Problem requirements:
Determine how many lines in the entries below contain the word "fence". The reply is that number alone.
Entries supplied: Begin
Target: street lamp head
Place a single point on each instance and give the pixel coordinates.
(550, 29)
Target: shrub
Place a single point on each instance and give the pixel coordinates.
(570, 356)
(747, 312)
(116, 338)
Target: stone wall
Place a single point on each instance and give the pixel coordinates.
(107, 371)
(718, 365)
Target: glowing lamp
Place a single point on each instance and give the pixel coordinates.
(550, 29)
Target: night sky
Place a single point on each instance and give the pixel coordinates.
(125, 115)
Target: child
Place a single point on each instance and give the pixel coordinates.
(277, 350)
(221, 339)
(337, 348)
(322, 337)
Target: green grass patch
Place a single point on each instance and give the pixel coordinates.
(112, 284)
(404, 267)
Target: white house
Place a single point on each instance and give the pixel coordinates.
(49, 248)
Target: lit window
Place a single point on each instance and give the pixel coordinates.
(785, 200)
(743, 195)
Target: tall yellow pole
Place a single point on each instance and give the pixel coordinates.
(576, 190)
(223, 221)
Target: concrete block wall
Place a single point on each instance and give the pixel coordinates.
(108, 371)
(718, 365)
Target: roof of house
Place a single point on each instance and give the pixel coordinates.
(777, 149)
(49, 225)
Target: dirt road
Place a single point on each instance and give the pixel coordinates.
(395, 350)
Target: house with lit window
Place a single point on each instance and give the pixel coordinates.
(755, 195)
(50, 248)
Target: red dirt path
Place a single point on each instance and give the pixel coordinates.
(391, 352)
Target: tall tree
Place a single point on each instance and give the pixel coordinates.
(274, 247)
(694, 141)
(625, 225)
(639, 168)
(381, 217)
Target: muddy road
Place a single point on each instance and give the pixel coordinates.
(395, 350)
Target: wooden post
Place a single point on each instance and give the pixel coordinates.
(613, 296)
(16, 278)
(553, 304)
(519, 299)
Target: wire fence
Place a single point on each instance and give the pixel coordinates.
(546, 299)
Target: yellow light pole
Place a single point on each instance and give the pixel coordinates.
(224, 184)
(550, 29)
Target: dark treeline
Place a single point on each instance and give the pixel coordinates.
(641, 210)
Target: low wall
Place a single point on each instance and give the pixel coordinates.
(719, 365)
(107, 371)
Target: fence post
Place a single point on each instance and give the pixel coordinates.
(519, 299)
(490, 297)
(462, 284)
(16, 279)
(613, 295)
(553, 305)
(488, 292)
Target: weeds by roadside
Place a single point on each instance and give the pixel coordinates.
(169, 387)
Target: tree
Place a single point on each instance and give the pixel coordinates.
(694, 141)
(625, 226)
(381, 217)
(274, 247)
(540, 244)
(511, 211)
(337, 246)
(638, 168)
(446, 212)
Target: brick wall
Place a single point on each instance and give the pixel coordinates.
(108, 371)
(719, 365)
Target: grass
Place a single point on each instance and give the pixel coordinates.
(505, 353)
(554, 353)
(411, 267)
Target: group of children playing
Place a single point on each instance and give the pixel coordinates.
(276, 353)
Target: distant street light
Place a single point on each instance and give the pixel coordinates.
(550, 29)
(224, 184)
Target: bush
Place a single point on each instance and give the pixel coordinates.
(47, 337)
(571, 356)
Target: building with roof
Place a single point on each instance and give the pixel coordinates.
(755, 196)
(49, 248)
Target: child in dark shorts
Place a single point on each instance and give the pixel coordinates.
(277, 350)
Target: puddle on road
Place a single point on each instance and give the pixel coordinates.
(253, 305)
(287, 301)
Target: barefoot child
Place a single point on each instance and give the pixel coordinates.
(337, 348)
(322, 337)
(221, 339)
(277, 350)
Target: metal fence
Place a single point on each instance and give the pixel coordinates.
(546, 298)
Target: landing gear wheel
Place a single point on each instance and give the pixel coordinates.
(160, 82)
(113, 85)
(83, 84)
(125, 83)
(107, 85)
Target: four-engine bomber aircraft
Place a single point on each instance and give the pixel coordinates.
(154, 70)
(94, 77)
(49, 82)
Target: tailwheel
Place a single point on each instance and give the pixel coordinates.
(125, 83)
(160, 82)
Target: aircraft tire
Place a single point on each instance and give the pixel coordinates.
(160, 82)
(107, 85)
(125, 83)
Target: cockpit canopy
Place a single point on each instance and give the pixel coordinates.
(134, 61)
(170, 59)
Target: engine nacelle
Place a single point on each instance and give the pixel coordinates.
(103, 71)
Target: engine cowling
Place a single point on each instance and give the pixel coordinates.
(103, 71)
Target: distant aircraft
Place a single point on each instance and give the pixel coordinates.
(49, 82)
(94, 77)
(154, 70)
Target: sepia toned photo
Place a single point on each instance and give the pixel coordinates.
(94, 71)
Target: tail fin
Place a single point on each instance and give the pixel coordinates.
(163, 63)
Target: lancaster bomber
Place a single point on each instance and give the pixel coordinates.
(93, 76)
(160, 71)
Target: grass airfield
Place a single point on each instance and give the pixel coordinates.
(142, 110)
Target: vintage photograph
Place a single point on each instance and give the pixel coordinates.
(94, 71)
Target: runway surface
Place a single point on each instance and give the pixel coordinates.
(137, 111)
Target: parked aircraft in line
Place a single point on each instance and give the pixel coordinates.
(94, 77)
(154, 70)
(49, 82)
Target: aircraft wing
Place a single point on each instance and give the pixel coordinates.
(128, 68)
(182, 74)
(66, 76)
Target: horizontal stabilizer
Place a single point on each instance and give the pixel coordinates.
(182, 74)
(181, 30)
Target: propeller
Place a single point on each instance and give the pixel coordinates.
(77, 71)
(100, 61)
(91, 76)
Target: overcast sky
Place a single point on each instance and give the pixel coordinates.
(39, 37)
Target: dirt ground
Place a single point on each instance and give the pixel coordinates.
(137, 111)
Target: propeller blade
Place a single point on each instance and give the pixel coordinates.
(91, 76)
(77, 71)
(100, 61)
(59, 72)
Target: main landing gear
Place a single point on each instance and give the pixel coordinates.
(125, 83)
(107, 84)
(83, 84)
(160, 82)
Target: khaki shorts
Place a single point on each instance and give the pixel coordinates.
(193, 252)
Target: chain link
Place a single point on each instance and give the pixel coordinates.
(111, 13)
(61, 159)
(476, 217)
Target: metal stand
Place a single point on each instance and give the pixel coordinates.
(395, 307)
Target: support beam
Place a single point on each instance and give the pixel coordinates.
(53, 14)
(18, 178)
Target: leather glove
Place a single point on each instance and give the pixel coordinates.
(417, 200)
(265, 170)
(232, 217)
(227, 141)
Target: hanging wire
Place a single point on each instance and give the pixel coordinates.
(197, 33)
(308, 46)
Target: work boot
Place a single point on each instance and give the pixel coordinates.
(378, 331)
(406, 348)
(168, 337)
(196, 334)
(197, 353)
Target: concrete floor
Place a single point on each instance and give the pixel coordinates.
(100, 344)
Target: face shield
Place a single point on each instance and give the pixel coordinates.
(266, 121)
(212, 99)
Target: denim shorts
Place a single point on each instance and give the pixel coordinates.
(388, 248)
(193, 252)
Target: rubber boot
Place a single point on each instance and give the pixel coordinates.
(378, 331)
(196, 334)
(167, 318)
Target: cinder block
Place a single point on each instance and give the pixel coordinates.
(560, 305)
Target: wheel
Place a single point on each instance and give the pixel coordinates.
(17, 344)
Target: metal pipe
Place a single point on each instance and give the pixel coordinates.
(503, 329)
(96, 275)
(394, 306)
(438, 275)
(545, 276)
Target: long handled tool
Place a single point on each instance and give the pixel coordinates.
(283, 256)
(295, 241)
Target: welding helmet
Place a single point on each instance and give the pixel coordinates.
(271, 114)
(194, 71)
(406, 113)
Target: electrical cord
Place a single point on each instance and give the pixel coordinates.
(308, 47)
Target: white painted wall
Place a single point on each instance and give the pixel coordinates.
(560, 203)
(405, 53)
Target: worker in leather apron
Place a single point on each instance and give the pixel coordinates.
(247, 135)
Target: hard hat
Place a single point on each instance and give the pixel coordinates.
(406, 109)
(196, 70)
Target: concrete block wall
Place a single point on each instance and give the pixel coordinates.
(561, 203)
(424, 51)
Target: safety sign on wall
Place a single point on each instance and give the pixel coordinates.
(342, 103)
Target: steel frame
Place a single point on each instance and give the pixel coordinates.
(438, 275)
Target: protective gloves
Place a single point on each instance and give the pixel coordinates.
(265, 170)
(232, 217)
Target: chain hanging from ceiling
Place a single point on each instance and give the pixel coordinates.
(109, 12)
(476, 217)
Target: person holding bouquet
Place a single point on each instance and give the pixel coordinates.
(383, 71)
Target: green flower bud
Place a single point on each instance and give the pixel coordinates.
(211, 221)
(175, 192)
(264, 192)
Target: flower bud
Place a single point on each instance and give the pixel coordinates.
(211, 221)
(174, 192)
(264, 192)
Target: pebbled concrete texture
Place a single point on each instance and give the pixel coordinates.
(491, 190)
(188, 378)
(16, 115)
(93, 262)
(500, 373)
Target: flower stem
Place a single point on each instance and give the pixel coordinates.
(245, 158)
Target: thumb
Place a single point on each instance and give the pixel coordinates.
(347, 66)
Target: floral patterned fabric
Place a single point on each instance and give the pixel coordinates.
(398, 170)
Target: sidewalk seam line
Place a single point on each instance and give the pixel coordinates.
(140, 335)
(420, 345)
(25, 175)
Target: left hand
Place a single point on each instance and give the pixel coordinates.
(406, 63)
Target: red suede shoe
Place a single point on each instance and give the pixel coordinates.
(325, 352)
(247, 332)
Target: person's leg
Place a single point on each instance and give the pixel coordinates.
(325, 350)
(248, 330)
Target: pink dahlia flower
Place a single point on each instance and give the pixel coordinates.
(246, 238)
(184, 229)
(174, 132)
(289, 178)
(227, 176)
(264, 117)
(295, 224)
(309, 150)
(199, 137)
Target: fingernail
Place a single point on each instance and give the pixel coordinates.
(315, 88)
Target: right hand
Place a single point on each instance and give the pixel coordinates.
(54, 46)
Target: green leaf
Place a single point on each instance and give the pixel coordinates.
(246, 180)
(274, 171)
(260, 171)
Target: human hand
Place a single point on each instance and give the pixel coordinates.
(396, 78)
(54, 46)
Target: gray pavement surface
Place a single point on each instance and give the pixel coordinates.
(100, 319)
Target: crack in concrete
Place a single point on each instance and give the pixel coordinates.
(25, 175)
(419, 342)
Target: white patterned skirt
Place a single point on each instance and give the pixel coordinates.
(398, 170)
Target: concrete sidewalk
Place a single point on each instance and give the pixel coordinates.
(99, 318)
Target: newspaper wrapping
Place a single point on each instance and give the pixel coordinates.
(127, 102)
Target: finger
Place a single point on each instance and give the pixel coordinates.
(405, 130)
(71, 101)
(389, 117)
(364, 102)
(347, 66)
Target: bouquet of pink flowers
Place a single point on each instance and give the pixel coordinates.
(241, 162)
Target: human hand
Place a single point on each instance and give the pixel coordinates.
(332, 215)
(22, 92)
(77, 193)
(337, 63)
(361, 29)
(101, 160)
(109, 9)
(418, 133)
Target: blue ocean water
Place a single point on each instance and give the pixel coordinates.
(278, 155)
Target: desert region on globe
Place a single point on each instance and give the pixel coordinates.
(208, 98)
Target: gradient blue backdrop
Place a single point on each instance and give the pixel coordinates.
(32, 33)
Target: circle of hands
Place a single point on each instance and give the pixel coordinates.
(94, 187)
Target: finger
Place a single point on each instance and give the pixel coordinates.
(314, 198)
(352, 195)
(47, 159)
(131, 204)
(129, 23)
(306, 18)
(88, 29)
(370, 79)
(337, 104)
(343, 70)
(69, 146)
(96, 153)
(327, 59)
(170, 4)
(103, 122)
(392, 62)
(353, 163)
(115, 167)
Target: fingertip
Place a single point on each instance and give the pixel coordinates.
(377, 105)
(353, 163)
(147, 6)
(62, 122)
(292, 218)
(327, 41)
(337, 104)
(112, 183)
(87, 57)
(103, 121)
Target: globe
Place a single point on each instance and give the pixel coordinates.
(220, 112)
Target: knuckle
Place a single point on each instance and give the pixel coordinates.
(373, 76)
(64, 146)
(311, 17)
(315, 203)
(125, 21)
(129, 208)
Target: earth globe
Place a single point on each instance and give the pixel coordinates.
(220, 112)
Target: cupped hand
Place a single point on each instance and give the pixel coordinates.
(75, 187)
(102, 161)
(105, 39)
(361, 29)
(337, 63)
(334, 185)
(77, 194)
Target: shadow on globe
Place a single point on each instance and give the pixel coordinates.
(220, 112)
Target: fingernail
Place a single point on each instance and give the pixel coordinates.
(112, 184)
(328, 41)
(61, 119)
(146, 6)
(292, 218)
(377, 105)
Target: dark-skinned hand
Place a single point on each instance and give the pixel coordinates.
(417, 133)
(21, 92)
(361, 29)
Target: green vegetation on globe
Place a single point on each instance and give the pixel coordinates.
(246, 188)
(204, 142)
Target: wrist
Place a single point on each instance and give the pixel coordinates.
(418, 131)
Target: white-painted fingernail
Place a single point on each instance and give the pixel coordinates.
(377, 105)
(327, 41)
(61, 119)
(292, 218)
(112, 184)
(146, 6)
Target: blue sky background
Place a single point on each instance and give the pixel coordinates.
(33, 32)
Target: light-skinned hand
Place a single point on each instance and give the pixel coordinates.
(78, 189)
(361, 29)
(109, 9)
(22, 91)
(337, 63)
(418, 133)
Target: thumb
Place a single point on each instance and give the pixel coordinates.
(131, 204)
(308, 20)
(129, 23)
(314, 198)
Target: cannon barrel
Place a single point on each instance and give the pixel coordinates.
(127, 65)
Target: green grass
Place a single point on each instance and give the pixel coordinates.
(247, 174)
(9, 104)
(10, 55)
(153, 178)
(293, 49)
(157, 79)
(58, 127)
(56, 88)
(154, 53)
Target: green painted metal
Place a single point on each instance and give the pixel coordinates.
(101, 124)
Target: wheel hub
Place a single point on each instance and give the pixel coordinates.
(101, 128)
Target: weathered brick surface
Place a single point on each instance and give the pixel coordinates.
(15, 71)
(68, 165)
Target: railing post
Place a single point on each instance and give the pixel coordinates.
Entries supplied: End
Reply to the exercise:
3